Work to be completed => Extend the article about dogs detecting COVID-19 by smell, picking up right after its final sentence.

[[ Text block, beginning ]]

Dogs Can Sniff Out COVID-19 | Virus World | Scoop.it

In a Finnish study, dogs learned to recognize the distinctive odor of a coronavirus infection. In the future, dogs might be able to detect infected people in nursing homes or at airports. In a pilot study at the University of Helsinki, dogs trained as medical diagnostic assistants were taught to recognize the previously unknown odor signature of the COVID-19 disease caused by the novel coronavirus. And they learned with astonishing success: After only a few weeks, the first dogs were able to accurately distinguish urine samples from COVID-19 patients from urine samples of healthy individuals. "We have solid experience in training disease-related scent detection dogs. It was fantastic to see how fast the dogs took to the new smell," says DogRisk group leader Anna Hielm-Björkman. After only a short time, the animals identified the urine of people infected by the novel coronavirus, known as  SARS-CoV-2, almost as reliably as a standard PCR test. The Finnish scientists are now preparing a randomized, double-blind study in which the dogs will sniff a larger number of patient samples. Only then will the scent tests be used in clinical practice.

[[ Text block, end ]]
[[ Given information, beginning ]]

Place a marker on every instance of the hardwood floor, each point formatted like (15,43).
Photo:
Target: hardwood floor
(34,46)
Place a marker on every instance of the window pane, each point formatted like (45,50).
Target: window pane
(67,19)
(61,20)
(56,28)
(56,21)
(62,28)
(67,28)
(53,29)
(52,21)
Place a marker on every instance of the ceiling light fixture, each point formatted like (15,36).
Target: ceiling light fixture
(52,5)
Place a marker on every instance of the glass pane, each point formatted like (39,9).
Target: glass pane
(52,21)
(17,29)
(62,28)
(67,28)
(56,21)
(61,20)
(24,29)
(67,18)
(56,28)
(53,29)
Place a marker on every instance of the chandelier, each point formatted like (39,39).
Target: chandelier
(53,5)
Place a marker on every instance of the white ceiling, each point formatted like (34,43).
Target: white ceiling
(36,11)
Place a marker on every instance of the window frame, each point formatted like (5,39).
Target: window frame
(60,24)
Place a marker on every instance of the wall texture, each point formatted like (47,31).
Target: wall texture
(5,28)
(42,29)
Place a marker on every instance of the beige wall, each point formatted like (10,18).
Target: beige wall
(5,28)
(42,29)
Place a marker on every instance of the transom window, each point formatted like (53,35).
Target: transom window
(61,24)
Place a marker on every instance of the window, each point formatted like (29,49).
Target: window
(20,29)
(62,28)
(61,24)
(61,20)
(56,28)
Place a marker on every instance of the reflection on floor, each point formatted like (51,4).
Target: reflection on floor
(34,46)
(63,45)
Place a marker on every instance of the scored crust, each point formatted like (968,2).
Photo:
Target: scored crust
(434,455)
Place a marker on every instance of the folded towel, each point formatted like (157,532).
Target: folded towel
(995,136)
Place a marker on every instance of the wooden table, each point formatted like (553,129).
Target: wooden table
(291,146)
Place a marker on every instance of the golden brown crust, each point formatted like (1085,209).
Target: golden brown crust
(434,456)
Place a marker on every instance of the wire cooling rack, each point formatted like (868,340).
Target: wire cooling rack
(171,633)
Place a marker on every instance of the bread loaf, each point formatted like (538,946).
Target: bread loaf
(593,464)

[[ Given information, end ]]

Response =>
The very rapid and promising findings from Finland are also important for other research teams, such as those in Great Britain and France, who are training sniffer dogs to detect COVID-19. Fellow researchers from the German Assistance Dog Center (TARSQ) have also benefited from the Finnish results. "No one could tell us with certainty whether training with the aggressive virus is dangerous or not for humans and dogs. We wanted to gather more information first before we started training because the German virologists advised us against it — after all, so little is known about the virus so far," explains Luca Barrett from TARSQ.

 

It is still unclear which substances in urine produce the apparently characteristic COVID-19 odor. Since SARS-CoV-2 not only attacks the lungs, but also causes damage to blood vessels, kidneys and other organs, it is assumed that the patients' urine odor also changes. This is something which the dogs, with their highly sensitive olfactory organs, notice immediately. Certain diseases appear to have a specific olfactory signature that trained dogs can sniff out with amazing accuracy, Barrett says. "According to one study, dogs can detect breast cancer with a 93% probability, for example. And lung cancer with a 97% probability," she says.